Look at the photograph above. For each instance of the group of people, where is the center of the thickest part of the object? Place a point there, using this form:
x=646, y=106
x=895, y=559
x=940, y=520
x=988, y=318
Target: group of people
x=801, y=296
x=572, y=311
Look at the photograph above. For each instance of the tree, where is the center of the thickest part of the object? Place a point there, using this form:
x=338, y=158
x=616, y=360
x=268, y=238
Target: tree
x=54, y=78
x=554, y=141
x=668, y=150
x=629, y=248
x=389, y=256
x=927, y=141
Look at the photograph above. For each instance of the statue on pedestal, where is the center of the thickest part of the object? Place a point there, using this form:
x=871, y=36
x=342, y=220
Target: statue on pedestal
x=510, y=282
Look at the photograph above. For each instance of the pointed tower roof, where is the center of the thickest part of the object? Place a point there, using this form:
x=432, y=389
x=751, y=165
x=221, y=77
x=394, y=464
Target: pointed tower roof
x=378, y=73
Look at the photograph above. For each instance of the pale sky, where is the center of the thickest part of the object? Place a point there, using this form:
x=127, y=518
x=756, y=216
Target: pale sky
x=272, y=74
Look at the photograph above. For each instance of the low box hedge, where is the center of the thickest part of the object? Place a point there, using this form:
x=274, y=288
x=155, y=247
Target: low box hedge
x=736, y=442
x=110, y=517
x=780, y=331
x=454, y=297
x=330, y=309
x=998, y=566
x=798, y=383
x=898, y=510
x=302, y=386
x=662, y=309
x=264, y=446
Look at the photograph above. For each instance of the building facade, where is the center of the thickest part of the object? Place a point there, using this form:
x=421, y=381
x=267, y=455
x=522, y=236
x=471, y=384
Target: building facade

□ □ □ □ □ □ □

WORK REQUIRED:
In the entries above, identify every line with the string "center".

TASK OUTPUT:
Look at the photograph above. For each instance of the group of people, where is the center of the thickest part of the object? Place a point there, using this form:
Look at the photograph above. For each instance of the tree, where is the center of the thickest part of the object? Place a point there, using this form:
Look at the photograph above. For each instance of the statue on pedestal, where is the center of the thickest part of the object? Place a point there, using this form:
Look at the photograph above. For each instance of the pointed tower roof, where is the center of the thickest part of the object? Place a point there, using this form:
Look at the photograph above. For each instance of the pale sky, where is the center of the thickest part of the object? Place a point there, using this form:
Look at the photograph above. For each instance of the low box hedge, where is the center of the thickest part of the object? Place a point there, using this form:
Look at the photograph above. For each instance of the building facade, where is the center of the thickest part of the object? Place a point there, using this form:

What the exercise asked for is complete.